SHORT EXERCISE
Reproduce the lines verbatim from the beginning of the items through the line containing "467;534;546;647", including that line. Leave any pictures out of your reply.

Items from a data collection
* start *

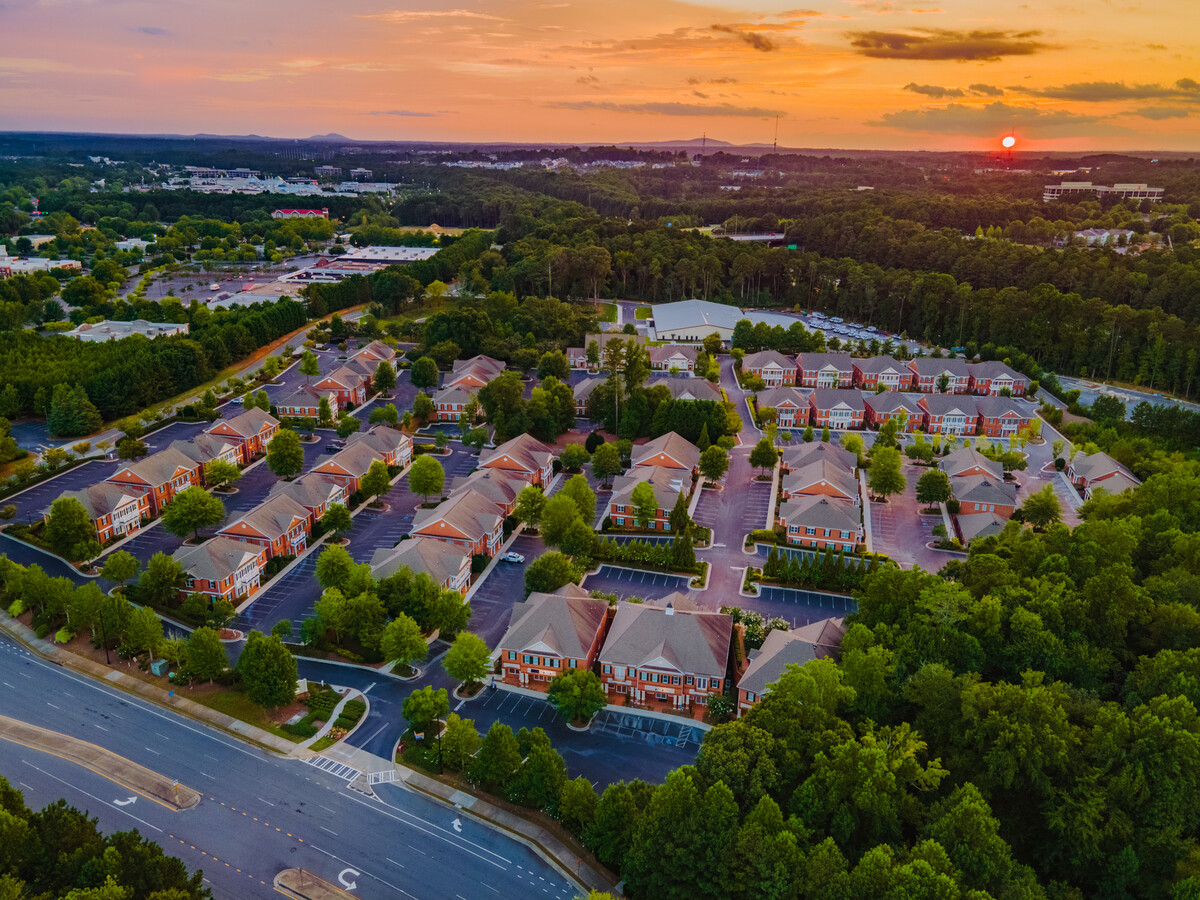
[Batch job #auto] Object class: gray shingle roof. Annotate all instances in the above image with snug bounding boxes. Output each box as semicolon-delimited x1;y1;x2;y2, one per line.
497;592;608;659
600;598;733;678
738;618;846;694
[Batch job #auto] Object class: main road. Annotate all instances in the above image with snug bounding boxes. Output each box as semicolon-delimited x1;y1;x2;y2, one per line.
0;636;580;900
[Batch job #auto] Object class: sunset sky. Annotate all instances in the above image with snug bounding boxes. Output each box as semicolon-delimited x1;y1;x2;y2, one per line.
0;0;1200;150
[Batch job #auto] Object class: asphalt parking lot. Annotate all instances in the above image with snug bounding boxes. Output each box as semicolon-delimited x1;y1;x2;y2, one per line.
583;565;690;600
465;688;703;790
467;534;546;647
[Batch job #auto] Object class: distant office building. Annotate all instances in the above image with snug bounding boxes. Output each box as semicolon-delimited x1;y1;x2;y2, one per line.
1042;181;1163;203
66;319;187;343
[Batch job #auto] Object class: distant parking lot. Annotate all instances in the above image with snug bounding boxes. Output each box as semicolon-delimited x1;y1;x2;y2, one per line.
465;689;703;790
583;565;690;600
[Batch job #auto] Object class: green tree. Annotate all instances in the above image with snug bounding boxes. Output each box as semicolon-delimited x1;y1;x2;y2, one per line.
162;485;226;540
556;475;596;523
468;724;521;793
559;444;589;472
379;613;430;672
298;350;320;384
137;552;187;606
700;444;724;481
750;437;779;474
558;775;596;836
238;631;296;709
320;503;354;540
43;497;100;560
592;443;622;485
317;546;354;590
408;456;446;503
442;713;482;772
540;492;582;547
526;551;578;594
373;359;396;394
1021;485;1062;529
187;625;229;682
629;481;659;528
100;550;140;588
409;356;438;389
204;460;241;488
266;420;304;479
917;469;953;506
401;688;450;732
546;668;608;724
442;631;492;688
866;446;908;503
359;457;391;497
512;485;546;528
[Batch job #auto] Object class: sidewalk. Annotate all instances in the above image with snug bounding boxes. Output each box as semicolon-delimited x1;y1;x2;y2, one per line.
0;611;613;893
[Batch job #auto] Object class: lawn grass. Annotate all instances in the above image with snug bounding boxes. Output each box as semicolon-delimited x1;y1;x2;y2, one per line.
180;689;304;744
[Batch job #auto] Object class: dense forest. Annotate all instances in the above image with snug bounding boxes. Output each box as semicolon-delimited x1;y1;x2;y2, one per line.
0;776;212;900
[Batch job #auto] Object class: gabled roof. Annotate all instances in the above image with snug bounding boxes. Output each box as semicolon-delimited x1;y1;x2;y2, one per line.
779;494;863;534
937;448;1004;480
220;493;308;540
412;488;504;540
649;343;700;362
758;384;809;409
42;481;144;518
269;472;346;509
908;356;971;378
450;469;529;509
742;350;797;372
205;407;280;438
967;359;1026;382
952;475;1016;506
738;618;846;694
632;431;700;470
600;595;733;678
316;444;382;478
810;388;866;413
784;442;858;472
608;466;691;510
919;394;979;419
646;378;721;403
784;460;858;498
571;378;605;403
956;512;1008;544
497;592;608;659
796;353;854;374
1070;451;1138;484
109;446;197;487
863;391;920;419
976;397;1031;419
479;434;554;474
432;384;479;406
170;434;238;466
346;425;413;454
275;384;336;410
371;538;470;584
854;356;912;376
170;535;262;581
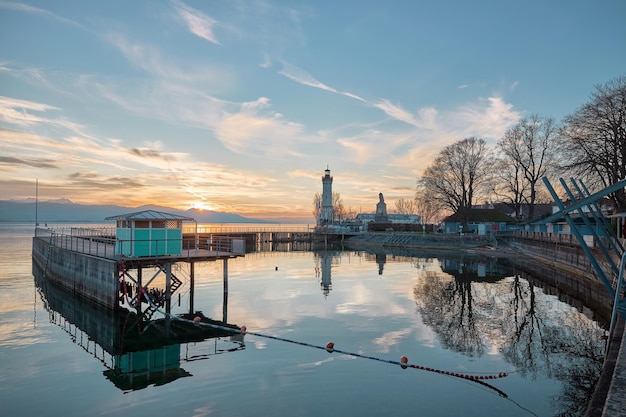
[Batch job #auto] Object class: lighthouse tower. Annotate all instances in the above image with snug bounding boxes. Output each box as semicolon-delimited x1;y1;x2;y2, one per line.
320;167;334;224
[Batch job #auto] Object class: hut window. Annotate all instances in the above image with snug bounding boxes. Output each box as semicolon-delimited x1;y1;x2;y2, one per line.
135;220;150;229
167;220;183;229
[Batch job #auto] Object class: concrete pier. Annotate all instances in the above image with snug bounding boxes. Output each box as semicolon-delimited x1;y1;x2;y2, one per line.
33;237;119;309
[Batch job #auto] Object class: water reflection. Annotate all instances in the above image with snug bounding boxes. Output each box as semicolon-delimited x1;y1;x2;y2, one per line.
33;264;245;391
413;257;605;415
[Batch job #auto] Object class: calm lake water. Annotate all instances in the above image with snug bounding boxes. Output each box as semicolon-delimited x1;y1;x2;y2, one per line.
0;224;605;417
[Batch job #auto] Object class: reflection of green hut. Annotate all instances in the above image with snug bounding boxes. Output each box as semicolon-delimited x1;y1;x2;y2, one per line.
105;210;195;256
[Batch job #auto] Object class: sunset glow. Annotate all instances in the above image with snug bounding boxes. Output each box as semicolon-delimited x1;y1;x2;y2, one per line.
0;0;626;223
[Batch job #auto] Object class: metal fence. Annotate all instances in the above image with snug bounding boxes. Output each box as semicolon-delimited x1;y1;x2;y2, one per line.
35;227;245;259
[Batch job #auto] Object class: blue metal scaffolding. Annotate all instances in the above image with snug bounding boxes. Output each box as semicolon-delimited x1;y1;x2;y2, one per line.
543;177;626;332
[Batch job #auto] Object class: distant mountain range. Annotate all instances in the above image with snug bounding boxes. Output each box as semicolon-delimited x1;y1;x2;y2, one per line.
0;199;272;224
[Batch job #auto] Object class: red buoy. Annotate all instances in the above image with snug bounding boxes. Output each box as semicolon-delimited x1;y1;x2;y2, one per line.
400;356;409;369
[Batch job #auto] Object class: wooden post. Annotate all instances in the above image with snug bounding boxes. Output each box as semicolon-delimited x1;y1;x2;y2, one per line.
222;258;228;323
136;264;143;317
165;262;172;314
189;262;196;314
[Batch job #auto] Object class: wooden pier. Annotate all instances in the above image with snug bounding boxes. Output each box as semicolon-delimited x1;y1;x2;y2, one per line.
32;211;245;314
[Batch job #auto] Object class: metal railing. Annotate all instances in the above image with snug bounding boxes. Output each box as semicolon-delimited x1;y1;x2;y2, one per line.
35;228;245;259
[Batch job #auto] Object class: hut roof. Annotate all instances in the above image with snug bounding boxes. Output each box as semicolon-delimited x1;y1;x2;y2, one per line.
104;210;196;222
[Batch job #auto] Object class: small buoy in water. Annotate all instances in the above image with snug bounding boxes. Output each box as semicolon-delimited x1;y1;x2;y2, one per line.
400;356;409;369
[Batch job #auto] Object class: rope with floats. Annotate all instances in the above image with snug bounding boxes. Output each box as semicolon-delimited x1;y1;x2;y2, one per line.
136;294;509;398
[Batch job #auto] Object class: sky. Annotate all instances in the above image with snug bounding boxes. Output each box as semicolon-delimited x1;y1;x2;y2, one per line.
0;0;626;222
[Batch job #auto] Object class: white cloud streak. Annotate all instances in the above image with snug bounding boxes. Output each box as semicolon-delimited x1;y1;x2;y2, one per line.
172;1;220;45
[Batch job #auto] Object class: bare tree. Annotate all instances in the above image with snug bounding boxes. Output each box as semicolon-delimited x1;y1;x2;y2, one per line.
561;75;626;211
498;115;558;219
419;137;493;225
493;158;528;219
395;198;415;214
414;181;446;224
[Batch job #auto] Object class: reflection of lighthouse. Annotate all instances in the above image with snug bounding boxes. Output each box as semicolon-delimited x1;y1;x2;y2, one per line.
320;253;332;296
320;167;334;224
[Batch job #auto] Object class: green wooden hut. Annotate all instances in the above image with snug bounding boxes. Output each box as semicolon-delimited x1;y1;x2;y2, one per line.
105;210;196;257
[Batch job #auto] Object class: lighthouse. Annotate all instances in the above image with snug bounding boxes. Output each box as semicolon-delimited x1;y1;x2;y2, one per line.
320;166;335;224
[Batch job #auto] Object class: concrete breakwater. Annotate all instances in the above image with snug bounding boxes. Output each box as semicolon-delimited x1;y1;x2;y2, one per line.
32;237;119;309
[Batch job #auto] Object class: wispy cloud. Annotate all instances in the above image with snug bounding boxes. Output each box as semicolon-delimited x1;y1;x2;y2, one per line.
0;1;83;29
279;62;366;101
172;1;220;45
451;97;521;140
215;97;305;157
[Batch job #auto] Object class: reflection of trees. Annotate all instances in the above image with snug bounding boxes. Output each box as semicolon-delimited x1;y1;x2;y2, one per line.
413;272;485;356
501;275;552;378
413;271;604;416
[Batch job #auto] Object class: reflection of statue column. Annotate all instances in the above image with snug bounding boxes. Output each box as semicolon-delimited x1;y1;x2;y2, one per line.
376;253;387;275
374;193;389;223
320;254;332;296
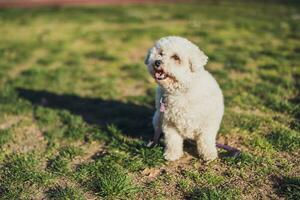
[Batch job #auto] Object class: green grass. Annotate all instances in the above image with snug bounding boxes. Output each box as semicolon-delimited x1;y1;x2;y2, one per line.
0;1;300;199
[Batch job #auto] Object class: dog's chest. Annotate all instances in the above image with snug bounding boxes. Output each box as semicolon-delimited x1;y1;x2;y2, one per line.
163;97;195;138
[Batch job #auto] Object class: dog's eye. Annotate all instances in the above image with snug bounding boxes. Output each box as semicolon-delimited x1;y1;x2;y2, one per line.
171;54;180;61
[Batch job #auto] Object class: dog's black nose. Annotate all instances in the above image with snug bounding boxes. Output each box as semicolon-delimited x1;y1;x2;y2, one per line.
154;60;162;67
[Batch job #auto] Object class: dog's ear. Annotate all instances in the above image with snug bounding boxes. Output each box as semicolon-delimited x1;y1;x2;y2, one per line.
189;46;208;72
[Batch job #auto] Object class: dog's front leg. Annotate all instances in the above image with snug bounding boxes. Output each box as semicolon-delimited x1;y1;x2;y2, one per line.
163;127;183;161
196;128;218;161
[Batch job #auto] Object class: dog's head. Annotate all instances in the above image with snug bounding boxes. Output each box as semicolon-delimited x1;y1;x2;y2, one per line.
145;36;208;91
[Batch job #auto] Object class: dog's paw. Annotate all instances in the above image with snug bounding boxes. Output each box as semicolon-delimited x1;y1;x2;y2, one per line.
164;151;183;161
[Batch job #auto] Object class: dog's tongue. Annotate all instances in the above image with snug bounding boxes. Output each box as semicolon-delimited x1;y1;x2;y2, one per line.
154;71;167;80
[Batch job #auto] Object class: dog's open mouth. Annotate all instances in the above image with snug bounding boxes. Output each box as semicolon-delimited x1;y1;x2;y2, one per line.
154;69;168;81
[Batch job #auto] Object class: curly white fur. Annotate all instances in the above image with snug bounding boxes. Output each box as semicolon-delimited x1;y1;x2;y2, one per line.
145;36;224;161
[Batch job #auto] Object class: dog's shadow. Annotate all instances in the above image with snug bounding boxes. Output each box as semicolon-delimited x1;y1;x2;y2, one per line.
17;88;154;141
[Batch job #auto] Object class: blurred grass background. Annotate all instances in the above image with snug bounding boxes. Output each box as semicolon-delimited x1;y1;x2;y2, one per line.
0;1;300;199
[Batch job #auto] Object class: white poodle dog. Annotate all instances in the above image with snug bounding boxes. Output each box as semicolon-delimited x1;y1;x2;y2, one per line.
145;36;224;161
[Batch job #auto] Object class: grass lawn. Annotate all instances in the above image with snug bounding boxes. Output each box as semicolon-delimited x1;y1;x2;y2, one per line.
0;3;300;199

* end *

FINISHED EXERCISE
[Batch job #auto] Object class: gray shingle roof. Annotate all instances in the above image with snug bounding boxes. Output each box as semicolon-delimited x1;y1;x2;y2, one per line.
497;592;608;659
600;598;733;678
738;618;846;694
[Batch job #auto] Object class: main road. Annotate all instances in the above image with snug bounding boxes. Output each box as semicolon-delimited x1;y1;x2;y2, one per line.
0;636;580;900
[Batch job #auto] Object class: sunset sky. Annotate all instances in the above image with snug bounding boxes. Output each box as semicolon-delimited x1;y1;x2;y2, one per line.
0;0;1200;150
[Batch job #auto] Object class: asphalt parking lot. Annotate all instances in the above image with snug bounding boxes. Output each box as semicolon-delimited x1;y1;x2;y2, one per line.
583;565;690;600
465;688;703;790
467;534;546;647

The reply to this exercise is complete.